• _Problem statement_: Transcribe the listing below in full, keeping every line exactly as it is.
******************************
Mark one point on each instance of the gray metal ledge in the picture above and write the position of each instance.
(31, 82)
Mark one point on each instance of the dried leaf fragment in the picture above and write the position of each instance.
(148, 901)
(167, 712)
******************************
• _Solved exercise_:
Mark one point on each instance of the gray metal ledge in the picture above and write the position of each instance.
(31, 82)
Mark one point on each instance of the dried leaf fragment in the picture above and write the position of each instance.
(148, 901)
(167, 712)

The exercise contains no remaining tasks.